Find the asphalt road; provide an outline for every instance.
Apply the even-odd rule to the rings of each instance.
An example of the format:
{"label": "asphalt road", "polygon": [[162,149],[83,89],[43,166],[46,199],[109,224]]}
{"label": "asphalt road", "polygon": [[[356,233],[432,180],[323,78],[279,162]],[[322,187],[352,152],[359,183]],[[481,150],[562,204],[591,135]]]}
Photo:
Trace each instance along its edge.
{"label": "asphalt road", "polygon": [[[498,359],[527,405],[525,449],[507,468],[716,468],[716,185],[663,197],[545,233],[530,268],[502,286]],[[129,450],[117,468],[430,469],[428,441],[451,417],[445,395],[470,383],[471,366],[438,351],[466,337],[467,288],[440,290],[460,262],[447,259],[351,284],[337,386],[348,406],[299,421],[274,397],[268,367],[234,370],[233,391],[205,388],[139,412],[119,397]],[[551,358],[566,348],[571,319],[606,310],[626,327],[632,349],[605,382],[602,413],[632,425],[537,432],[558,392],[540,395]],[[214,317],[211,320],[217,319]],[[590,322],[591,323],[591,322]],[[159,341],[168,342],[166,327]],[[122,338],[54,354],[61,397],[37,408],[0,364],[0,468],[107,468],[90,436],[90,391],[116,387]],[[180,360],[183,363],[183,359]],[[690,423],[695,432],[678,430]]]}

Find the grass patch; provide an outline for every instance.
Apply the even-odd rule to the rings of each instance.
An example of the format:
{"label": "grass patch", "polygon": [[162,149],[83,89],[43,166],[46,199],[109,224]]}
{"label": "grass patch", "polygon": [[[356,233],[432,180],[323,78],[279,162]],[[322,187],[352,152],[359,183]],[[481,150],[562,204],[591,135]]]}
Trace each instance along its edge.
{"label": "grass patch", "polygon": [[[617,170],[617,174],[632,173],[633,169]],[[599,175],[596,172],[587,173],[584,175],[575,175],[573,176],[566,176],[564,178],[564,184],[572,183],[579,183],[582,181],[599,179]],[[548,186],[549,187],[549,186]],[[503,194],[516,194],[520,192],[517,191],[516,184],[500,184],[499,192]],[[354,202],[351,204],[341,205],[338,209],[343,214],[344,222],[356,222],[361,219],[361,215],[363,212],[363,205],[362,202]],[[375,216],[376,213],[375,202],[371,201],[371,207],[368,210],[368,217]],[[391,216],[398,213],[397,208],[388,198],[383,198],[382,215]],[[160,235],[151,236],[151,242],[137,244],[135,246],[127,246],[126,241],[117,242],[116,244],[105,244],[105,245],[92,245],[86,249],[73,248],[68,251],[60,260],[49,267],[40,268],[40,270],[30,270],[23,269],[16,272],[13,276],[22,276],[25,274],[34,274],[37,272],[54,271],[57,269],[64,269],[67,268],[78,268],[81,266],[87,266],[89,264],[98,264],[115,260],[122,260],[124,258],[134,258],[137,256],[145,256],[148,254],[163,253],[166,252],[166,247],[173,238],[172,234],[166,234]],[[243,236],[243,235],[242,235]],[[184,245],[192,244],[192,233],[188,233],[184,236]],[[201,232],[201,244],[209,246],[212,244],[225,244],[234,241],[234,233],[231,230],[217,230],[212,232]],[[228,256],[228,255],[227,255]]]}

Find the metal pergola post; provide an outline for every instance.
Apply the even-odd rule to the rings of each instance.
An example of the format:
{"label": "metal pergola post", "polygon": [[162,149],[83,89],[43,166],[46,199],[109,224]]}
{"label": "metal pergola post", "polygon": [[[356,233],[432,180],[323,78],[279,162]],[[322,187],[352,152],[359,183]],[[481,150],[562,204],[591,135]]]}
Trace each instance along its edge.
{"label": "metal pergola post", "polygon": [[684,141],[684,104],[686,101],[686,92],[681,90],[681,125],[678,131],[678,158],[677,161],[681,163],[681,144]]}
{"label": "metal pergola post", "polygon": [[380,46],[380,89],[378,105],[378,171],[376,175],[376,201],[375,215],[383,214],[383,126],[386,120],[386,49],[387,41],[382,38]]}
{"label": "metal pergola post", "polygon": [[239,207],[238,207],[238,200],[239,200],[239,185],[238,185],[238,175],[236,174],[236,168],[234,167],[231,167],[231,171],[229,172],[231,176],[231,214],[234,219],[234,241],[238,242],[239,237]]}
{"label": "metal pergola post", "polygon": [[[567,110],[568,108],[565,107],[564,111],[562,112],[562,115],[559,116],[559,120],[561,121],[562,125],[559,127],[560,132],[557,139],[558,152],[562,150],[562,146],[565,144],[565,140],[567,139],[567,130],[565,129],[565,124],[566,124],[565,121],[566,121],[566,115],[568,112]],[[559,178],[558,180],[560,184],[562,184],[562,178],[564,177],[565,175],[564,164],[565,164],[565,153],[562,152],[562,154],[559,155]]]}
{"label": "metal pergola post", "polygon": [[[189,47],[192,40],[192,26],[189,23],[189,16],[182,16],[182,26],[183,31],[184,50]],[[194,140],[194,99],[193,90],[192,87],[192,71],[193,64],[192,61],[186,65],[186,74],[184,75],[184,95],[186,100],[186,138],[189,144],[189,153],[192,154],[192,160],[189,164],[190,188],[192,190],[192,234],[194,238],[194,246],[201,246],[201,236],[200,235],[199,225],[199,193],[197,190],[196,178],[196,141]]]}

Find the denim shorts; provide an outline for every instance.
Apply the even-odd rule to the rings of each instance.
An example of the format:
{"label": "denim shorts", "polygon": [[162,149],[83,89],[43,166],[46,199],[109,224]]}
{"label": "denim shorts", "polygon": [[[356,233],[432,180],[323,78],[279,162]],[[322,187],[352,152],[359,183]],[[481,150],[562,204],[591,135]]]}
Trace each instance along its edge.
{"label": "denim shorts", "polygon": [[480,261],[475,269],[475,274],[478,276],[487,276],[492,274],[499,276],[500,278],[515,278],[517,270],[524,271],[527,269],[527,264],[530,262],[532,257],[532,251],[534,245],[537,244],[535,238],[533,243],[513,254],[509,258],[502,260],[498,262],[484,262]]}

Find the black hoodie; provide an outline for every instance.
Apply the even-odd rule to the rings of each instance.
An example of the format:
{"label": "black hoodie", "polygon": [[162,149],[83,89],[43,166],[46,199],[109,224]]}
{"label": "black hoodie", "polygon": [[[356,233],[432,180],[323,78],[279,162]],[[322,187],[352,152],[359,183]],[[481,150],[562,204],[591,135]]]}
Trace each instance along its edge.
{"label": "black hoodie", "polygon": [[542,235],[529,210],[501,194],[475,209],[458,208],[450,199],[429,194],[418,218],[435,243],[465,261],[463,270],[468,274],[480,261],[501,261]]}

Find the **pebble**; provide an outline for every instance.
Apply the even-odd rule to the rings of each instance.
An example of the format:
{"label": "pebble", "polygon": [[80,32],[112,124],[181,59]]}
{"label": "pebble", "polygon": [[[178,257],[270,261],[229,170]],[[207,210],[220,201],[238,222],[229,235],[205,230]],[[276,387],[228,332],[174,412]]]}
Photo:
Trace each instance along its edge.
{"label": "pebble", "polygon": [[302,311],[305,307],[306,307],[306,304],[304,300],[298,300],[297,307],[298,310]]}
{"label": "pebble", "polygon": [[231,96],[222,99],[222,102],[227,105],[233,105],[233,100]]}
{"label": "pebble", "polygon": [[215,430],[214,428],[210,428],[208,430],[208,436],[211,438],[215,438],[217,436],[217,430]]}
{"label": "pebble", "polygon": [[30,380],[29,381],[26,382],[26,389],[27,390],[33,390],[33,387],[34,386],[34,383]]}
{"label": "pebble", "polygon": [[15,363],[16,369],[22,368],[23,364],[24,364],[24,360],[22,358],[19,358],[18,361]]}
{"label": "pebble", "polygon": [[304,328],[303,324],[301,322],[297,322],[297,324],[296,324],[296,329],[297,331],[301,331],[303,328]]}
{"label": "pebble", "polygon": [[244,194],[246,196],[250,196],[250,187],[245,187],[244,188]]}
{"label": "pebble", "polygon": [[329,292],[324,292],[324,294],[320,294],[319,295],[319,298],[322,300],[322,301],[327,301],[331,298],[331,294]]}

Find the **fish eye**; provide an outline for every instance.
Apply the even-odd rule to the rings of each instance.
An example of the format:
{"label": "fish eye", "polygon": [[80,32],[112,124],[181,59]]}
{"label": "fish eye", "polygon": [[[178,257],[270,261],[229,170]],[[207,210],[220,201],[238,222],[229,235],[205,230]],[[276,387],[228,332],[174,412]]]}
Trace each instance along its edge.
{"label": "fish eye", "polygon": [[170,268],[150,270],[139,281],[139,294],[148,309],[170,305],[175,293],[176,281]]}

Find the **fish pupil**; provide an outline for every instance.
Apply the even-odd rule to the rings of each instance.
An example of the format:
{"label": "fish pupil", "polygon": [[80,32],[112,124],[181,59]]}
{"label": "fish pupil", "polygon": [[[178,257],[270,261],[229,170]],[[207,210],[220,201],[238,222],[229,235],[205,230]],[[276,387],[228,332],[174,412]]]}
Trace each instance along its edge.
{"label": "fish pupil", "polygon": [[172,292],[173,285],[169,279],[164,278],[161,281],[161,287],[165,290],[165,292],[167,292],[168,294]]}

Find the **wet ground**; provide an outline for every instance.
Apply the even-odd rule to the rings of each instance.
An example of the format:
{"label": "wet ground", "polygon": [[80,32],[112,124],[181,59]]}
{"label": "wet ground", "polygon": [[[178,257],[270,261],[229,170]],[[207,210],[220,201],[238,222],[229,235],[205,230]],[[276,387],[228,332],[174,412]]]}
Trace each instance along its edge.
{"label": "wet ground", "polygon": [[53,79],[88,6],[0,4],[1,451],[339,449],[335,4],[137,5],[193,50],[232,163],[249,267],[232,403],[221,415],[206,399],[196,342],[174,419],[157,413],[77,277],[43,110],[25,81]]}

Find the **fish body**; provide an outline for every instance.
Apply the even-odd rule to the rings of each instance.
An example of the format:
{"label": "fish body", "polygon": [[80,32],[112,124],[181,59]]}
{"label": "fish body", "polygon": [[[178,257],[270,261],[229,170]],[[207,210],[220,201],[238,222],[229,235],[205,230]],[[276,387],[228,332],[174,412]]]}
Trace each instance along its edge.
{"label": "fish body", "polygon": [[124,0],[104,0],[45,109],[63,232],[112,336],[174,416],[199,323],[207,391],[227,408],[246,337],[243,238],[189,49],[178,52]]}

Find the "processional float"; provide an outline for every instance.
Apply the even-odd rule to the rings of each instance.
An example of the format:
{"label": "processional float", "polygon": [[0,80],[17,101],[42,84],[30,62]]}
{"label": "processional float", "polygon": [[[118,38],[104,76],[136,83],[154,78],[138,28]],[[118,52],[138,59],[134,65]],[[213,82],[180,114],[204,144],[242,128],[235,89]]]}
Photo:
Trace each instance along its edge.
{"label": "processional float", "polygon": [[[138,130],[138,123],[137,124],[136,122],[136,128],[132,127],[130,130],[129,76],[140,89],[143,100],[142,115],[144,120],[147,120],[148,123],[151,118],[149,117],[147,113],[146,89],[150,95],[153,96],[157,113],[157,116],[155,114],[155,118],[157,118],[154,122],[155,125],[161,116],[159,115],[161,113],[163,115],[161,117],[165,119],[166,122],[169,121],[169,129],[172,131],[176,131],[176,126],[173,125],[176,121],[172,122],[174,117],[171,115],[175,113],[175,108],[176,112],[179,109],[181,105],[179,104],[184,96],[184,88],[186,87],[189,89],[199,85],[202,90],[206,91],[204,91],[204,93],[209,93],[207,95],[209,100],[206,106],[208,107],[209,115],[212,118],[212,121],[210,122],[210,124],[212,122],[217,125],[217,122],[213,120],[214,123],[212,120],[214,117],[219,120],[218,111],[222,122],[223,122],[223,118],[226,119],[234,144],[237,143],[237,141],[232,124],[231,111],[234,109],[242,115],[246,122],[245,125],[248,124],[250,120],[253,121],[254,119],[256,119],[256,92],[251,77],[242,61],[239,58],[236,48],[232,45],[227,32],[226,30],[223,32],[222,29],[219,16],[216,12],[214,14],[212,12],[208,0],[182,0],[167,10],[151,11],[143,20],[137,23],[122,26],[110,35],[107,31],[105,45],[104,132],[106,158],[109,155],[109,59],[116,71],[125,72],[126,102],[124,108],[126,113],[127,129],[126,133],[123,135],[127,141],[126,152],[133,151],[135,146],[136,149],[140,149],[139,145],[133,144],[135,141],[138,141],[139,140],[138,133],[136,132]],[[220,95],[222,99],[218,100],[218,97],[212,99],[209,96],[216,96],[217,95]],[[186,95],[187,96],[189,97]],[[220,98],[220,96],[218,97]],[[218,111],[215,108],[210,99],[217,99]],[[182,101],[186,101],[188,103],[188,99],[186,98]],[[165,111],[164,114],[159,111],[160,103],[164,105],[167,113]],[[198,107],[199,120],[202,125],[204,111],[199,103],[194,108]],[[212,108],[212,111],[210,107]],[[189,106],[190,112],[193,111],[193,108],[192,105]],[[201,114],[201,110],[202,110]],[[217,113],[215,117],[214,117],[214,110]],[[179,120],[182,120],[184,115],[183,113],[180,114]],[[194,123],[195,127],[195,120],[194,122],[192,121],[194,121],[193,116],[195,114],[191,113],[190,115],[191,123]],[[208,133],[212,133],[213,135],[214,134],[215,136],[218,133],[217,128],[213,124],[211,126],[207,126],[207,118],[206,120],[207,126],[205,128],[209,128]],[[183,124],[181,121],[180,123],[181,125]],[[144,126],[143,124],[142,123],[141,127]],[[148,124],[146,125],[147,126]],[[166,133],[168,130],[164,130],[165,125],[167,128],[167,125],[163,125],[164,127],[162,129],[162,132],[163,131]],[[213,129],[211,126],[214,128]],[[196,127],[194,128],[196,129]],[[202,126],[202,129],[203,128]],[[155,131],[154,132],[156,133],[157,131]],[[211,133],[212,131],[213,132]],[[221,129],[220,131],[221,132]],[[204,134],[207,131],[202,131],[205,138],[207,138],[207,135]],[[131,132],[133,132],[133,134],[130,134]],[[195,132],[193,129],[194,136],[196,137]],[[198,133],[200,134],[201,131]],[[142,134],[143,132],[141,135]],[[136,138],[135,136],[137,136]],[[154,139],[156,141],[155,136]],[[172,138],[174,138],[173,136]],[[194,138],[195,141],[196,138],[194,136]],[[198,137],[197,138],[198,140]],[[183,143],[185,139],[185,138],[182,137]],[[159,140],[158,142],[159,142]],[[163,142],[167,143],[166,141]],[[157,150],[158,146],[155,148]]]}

————————

- Task to complete
Select every line in the items above that contains the string "black", matching case exactly.

- Exercise response
Find the black hoodie; provide an outline for every instance.
{"label": "black hoodie", "polygon": [[162,149],[83,89],[43,166],[46,199],[109,224]]}
{"label": "black hoodie", "polygon": [[[356,233],[432,180],[323,78],[279,162]],[[322,187],[352,152],[359,183]],[[481,150],[562,204],[591,135]]]}
{"label": "black hoodie", "polygon": [[542,235],[529,210],[501,194],[475,209],[458,208],[450,199],[429,194],[418,218],[435,243],[465,261],[463,270],[468,274],[480,261],[501,261]]}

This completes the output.